#### REQUIRED WORK
Rewrite every item below, replacing "one point per instance" with "a single point for each instance" and leaving everything else untouched.

Data entries
——————

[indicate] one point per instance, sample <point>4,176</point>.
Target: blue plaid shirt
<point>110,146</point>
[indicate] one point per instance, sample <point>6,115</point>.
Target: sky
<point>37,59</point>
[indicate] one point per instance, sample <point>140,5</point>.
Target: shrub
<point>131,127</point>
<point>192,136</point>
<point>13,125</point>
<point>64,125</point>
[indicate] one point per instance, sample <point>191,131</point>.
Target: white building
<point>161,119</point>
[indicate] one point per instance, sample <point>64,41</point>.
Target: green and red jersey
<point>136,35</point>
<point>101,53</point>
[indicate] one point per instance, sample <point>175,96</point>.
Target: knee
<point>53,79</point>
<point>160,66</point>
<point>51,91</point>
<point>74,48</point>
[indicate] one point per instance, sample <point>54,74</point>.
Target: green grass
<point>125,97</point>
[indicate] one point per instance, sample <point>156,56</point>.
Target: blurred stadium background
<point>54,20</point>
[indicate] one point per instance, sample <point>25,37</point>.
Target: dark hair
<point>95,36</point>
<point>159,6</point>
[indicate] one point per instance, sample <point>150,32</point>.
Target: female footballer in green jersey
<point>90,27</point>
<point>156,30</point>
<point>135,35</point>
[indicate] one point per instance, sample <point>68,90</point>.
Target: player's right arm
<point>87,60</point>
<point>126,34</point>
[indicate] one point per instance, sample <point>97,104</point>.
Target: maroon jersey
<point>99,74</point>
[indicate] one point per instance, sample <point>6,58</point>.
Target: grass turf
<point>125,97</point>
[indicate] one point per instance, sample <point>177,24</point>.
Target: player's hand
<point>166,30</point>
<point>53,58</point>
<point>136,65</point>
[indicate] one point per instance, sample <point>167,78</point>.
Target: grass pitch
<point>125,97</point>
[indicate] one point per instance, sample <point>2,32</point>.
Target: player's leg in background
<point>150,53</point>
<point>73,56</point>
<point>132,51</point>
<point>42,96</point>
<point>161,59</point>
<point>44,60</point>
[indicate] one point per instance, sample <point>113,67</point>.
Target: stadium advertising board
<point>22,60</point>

——————

#### ANSWER TO THE PROBLEM
[indicate] a single point for each instance, sample <point>4,176</point>.
Target: blue plaid shirt
<point>110,146</point>
[indicate] a single point for each instance, sample <point>6,115</point>.
Target: sky
<point>37,59</point>
[indicate] a single point for each instance, sample <point>140,5</point>.
Target: shrub
<point>131,127</point>
<point>192,136</point>
<point>13,125</point>
<point>64,125</point>
[indicate] a single point for each instance, sample <point>191,131</point>.
Target: white building
<point>161,119</point>
[indicate] a single point for each instance, sample <point>64,41</point>.
Target: green and red jersey
<point>136,35</point>
<point>101,53</point>
[indicate] a single point for each instance, sample <point>175,96</point>.
Target: knee
<point>53,79</point>
<point>160,66</point>
<point>51,91</point>
<point>74,48</point>
[indicate] a single point for each instance, sample <point>54,74</point>.
Target: green grass
<point>125,97</point>
[indicate] a single point for each instance, sample <point>156,56</point>.
Target: blurred stadium background
<point>54,20</point>
[indicate] a single point for each instance, sample <point>25,37</point>.
Target: dark hair
<point>95,36</point>
<point>159,6</point>
[indicate] a single point for each instance, sample <point>150,32</point>.
Target: female footballer in green jersey
<point>90,27</point>
<point>156,30</point>
<point>135,35</point>
[indicate] a single point for each instance, sample <point>68,90</point>.
Target: player's right arm
<point>87,60</point>
<point>126,34</point>
[indicate] a single point for each instance, sample <point>97,104</point>.
Target: maroon jersey
<point>99,74</point>
[indicate] a single point for each instance, sample <point>6,58</point>.
Target: grass turf
<point>125,97</point>
[indicate] a single point for each instance, sample <point>177,24</point>.
Target: player's hand
<point>166,30</point>
<point>53,58</point>
<point>136,65</point>
[indicate] a single point for each instance, sample <point>167,78</point>.
Target: grass pitch
<point>125,97</point>
[indicate] a single point for each instance, sample <point>2,32</point>.
Target: player's leg in background
<point>150,53</point>
<point>73,56</point>
<point>132,51</point>
<point>42,96</point>
<point>161,59</point>
<point>44,60</point>
[indicate] a single point for each instance, sample <point>113,67</point>.
Target: stadium advertising board
<point>22,60</point>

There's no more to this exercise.